*Work item*: Once the line with "Target: blurred background" is found in the entries below, print it and each following line exactly, stopping after the line with "Task: point to every instance of the golden"; print nothing else.

*Extracted information*:
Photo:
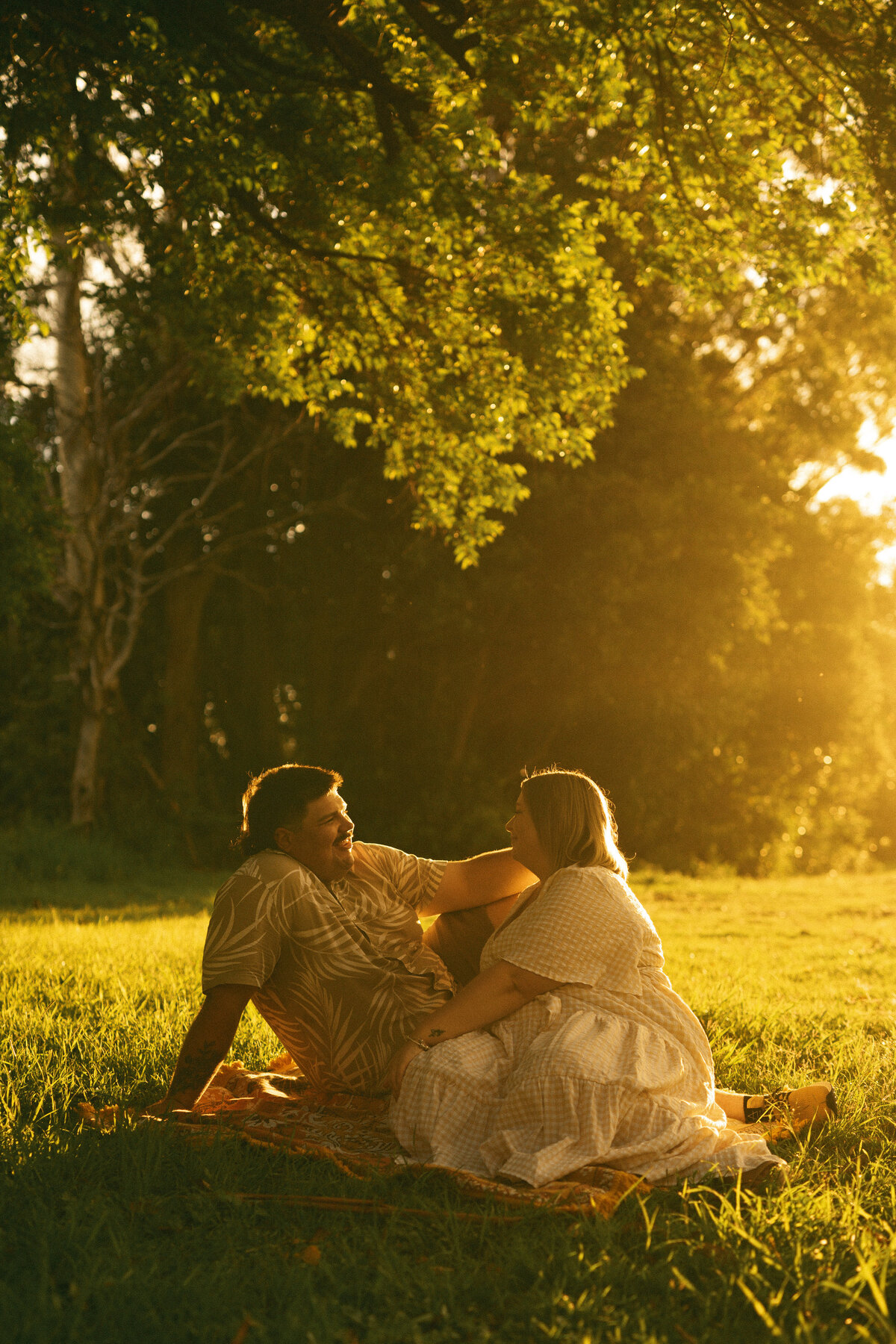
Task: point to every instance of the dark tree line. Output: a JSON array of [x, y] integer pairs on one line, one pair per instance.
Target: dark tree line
[[287, 252]]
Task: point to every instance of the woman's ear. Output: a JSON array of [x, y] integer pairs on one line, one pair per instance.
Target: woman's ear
[[284, 838]]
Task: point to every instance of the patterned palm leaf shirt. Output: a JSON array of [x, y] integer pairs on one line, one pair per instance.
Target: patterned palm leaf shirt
[[341, 976]]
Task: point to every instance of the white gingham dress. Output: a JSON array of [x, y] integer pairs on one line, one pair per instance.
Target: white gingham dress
[[612, 1068]]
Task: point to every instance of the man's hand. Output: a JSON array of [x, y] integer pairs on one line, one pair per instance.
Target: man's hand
[[207, 1042], [398, 1066], [479, 882]]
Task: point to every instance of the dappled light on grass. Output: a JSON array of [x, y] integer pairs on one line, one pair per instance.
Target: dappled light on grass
[[134, 1234]]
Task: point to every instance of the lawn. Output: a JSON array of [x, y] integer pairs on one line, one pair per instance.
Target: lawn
[[131, 1236]]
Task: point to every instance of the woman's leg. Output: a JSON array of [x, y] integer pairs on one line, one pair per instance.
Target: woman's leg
[[732, 1104], [812, 1105], [460, 937]]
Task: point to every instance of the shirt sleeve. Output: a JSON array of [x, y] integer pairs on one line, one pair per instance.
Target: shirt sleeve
[[245, 932], [411, 880], [581, 929]]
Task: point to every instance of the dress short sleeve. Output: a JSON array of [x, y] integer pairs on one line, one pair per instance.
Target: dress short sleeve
[[583, 927]]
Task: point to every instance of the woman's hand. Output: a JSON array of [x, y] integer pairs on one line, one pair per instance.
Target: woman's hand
[[398, 1068]]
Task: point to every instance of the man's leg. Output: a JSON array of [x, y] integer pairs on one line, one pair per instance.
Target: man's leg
[[460, 936]]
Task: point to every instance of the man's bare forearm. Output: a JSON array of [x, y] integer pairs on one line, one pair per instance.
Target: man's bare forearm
[[206, 1046]]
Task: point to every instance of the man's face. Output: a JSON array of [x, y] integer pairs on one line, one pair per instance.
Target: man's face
[[324, 839]]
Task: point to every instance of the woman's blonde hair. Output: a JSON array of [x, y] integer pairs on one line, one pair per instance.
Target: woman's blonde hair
[[574, 820]]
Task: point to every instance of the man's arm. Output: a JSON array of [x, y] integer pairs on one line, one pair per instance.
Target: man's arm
[[479, 882], [207, 1042]]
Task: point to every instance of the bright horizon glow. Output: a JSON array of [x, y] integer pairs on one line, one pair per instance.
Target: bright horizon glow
[[872, 491]]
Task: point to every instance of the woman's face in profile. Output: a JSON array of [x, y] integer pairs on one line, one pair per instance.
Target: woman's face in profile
[[524, 840]]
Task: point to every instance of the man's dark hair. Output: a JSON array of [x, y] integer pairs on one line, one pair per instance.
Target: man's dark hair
[[280, 797]]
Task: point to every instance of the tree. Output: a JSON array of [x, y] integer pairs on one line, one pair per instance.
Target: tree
[[405, 220]]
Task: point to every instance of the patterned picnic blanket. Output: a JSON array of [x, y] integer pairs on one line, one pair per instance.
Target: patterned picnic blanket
[[280, 1109]]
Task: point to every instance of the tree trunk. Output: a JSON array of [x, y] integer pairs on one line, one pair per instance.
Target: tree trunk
[[181, 714], [81, 576], [84, 777]]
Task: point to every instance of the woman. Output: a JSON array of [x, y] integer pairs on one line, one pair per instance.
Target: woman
[[570, 1048]]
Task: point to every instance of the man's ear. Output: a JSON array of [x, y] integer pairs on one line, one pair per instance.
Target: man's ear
[[284, 838]]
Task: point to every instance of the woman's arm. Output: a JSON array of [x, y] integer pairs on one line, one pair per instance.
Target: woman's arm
[[492, 995]]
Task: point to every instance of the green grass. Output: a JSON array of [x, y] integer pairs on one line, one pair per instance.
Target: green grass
[[131, 1236]]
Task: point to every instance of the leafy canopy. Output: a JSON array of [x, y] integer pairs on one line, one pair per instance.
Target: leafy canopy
[[425, 221]]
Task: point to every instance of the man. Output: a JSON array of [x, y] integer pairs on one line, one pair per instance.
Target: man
[[323, 934]]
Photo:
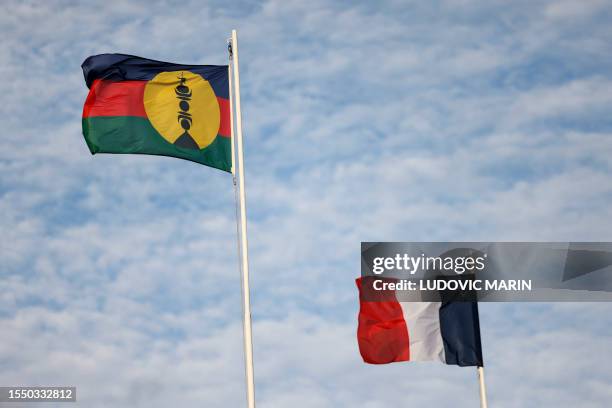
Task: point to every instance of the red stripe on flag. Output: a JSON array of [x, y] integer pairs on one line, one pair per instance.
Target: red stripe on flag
[[115, 98], [225, 125], [382, 332]]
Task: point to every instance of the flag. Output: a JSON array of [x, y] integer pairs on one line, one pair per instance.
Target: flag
[[391, 331], [137, 105]]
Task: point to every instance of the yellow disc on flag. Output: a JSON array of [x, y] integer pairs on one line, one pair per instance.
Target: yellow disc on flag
[[183, 108]]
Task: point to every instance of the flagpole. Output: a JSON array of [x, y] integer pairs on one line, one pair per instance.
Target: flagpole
[[483, 388], [246, 303]]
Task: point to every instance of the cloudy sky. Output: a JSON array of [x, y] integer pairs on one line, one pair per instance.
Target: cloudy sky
[[435, 120]]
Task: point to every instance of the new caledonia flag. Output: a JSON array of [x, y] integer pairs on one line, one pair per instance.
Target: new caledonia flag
[[137, 105]]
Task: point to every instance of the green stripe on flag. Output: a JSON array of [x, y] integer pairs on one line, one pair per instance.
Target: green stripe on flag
[[131, 134]]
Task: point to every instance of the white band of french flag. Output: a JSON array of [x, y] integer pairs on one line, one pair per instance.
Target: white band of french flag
[[391, 331]]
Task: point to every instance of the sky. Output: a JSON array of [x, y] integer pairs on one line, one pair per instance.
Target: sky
[[466, 120]]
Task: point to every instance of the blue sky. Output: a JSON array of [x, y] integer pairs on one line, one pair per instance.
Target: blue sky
[[442, 120]]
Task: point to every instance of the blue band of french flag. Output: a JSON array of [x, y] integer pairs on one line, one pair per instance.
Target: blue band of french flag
[[391, 331]]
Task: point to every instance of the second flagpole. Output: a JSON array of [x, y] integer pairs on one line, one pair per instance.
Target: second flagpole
[[243, 246], [483, 388]]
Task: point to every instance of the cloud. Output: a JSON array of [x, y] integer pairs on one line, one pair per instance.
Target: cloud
[[449, 121]]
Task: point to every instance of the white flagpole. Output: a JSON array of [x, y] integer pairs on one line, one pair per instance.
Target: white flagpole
[[483, 388], [246, 303]]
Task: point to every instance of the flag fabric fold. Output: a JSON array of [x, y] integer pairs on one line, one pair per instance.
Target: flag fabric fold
[[392, 331], [142, 106]]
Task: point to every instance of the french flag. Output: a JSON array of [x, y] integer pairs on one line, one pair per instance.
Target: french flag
[[391, 331]]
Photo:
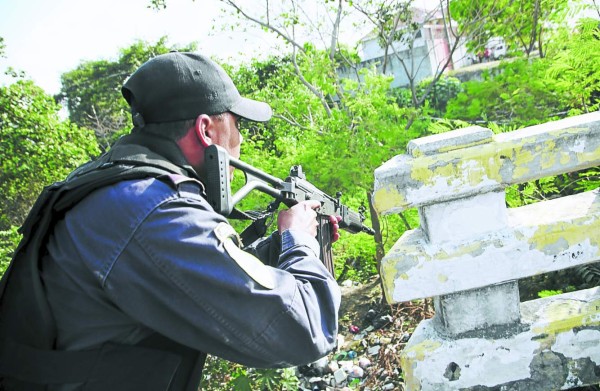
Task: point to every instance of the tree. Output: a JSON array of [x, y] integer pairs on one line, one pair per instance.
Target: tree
[[575, 59], [523, 24], [92, 91], [36, 146], [398, 26]]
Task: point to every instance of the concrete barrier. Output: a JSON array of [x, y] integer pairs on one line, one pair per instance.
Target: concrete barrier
[[470, 251]]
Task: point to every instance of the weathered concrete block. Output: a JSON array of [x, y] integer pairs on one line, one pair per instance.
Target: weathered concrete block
[[444, 142], [472, 312], [540, 151], [558, 350], [540, 238], [464, 218]]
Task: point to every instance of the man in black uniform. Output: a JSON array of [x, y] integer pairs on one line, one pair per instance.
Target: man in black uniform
[[141, 275]]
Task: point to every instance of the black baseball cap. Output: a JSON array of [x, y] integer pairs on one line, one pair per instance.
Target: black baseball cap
[[178, 86]]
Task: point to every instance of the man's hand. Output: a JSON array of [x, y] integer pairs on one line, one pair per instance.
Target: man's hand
[[335, 228], [301, 216]]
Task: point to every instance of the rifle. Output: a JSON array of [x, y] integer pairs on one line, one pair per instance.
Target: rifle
[[294, 189]]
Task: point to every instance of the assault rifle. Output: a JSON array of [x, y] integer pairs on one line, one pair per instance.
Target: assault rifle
[[292, 190]]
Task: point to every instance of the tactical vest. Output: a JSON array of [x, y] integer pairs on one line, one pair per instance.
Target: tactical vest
[[28, 359]]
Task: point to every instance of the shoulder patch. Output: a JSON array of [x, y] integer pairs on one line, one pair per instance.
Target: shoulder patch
[[251, 265]]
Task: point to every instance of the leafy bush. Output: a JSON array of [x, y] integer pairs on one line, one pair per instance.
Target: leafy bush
[[445, 89], [519, 94]]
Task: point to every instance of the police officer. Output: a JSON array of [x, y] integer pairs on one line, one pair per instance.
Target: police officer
[[143, 276]]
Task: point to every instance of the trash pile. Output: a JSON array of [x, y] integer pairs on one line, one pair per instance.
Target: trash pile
[[367, 354]]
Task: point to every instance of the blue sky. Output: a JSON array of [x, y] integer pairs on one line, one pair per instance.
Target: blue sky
[[45, 38]]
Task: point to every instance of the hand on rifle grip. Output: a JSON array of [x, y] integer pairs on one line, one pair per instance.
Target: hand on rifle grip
[[301, 216], [335, 228]]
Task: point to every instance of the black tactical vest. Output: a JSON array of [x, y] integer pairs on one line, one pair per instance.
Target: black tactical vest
[[28, 359]]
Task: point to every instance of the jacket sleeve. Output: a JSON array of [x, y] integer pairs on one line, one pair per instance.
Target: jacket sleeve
[[179, 275]]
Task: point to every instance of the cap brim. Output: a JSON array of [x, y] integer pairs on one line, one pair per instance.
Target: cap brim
[[252, 110]]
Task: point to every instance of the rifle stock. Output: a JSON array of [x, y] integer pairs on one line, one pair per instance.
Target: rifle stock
[[294, 189]]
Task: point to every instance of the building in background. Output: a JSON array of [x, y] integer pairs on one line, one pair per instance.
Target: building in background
[[417, 57]]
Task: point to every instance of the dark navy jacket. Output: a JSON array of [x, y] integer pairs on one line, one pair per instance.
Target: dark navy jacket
[[140, 256]]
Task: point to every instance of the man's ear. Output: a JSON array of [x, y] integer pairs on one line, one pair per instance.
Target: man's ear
[[203, 129]]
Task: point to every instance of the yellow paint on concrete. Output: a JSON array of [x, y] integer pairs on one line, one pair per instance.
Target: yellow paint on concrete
[[410, 358], [503, 162], [564, 315], [388, 274]]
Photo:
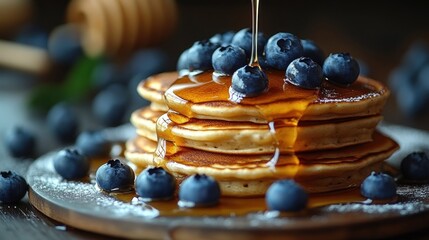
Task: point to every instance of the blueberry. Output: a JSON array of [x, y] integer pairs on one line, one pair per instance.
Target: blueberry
[[286, 195], [64, 45], [341, 68], [223, 39], [20, 142], [13, 187], [114, 176], [199, 190], [71, 164], [243, 39], [378, 186], [282, 49], [313, 51], [155, 183], [63, 122], [226, 60], [92, 143], [304, 72], [249, 81], [200, 55], [183, 63], [110, 105], [415, 166]]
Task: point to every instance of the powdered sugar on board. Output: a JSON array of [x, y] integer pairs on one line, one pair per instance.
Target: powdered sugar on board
[[85, 199]]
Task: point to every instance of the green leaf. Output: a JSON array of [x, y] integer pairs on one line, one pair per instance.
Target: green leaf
[[76, 86]]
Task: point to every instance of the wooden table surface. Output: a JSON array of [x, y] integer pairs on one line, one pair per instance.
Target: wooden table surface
[[22, 220]]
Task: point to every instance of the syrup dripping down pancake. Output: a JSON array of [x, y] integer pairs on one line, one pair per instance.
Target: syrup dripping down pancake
[[250, 175]]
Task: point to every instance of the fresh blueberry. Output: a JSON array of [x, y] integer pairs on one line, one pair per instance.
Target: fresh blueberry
[[304, 72], [200, 55], [243, 39], [183, 63], [63, 122], [282, 49], [223, 39], [313, 51], [287, 196], [378, 186], [114, 176], [110, 105], [341, 68], [226, 60], [64, 45], [71, 164], [415, 166], [199, 190], [249, 81], [13, 187], [92, 143], [155, 183], [20, 142]]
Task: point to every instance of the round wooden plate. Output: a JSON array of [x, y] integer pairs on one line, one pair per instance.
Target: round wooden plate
[[83, 206]]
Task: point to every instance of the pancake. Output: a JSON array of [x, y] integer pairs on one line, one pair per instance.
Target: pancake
[[205, 97], [153, 89], [253, 138], [144, 120], [325, 139], [250, 175], [249, 138], [140, 151]]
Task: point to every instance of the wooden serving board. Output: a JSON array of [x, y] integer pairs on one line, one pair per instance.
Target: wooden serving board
[[81, 205]]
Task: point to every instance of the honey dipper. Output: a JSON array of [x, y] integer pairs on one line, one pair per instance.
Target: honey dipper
[[118, 27]]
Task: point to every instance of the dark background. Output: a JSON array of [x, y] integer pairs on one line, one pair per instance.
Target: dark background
[[377, 32]]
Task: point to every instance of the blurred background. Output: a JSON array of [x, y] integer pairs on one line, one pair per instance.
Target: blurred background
[[388, 38]]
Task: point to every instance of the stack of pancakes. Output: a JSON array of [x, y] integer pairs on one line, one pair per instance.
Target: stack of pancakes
[[325, 139]]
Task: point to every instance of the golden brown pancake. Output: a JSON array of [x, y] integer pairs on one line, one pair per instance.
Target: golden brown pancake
[[205, 97], [250, 175], [154, 87], [251, 138]]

*Response for this exercise*:
Target: blurred background
[[388, 38]]
Task: point to every instance of the stack of pancakes. Output: a JSON array of [x, y] integer pairs on one line, one pair per instance.
Target: stack of pancakes
[[325, 139]]
Task: point to every instance of the golden brown pancake. Output: a JSON array of [x, y] integer pairs on one line, one pair per instance.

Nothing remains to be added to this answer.